__Task statement__. Carry on the exhibition text about Akram Zaatari's video Nature Morte, starting after its last sentence.

__Reading text__.
# # # #

22 July 2009 - 2 August 2009
BALTIC presents Nature Morte by Beirut-based artist Akram Zaatari. In over thirty videos Zaatari has explored Lebanese postwar conditions, the mediation of territorial conflicts and wars through television, the logic of resistance and the production and circulation of images. Nature Morte is a recording of a silent moment, in which two men prepare themselves for a military action in the blue light of dawn.
While the older man makes explosives, the younger man carefully mends his jacket. The relationship between the two men is unclear and we are left to question which will carry out the implied operation. For the video production, Zaatari worked with a former member of the Lebanese Resistance, Mohammad Abu Hammane, who also features in an earlier work by Zaatari All is well on the border (1997). Mohammad Abu Hammane’s reappearance in this work is a transposition in time that evokes the awakening of an older resistant, now revisiting his military gear. Nature Morte was shot in Hubbariyeh, a Lebanese village located in the Aarqub area of Southern Lebanon, where the fidaeyin (Palestinian resistance fighters) based themselves in the late 1960s. The village is only few kilometers away from the Israeli-occupied Shebaa farms.

# # # #

__Data__.

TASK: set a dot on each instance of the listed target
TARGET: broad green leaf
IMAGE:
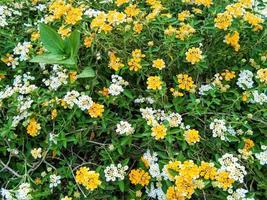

# # # #

__Your response__.
Akram Zaatari has exhibited internationally with solo exhibitions including his latest project Earth of Endless Secrets, exhibited at Kunstverein München, Sfeir-Semler Gallery, and the Beirut Art Center (2009); Previous solo exhibitions include Sfeir-Semler Gallery, Art Basel (2007); the Grey Art Gallery, New York (2005); Portikus, Frankfurt (2004) and the Palais des Beaux Arts, Brussels (2002). His work has also been exhibited in group shows and biennales including at the Centre Georges Pompidou, Paris (2008); the 52nd Venice Biennale (2007); the Sao Paolo Biennale (2006); Sydney Biennale (2006) and Gwanju Biennale in South Korea (2006).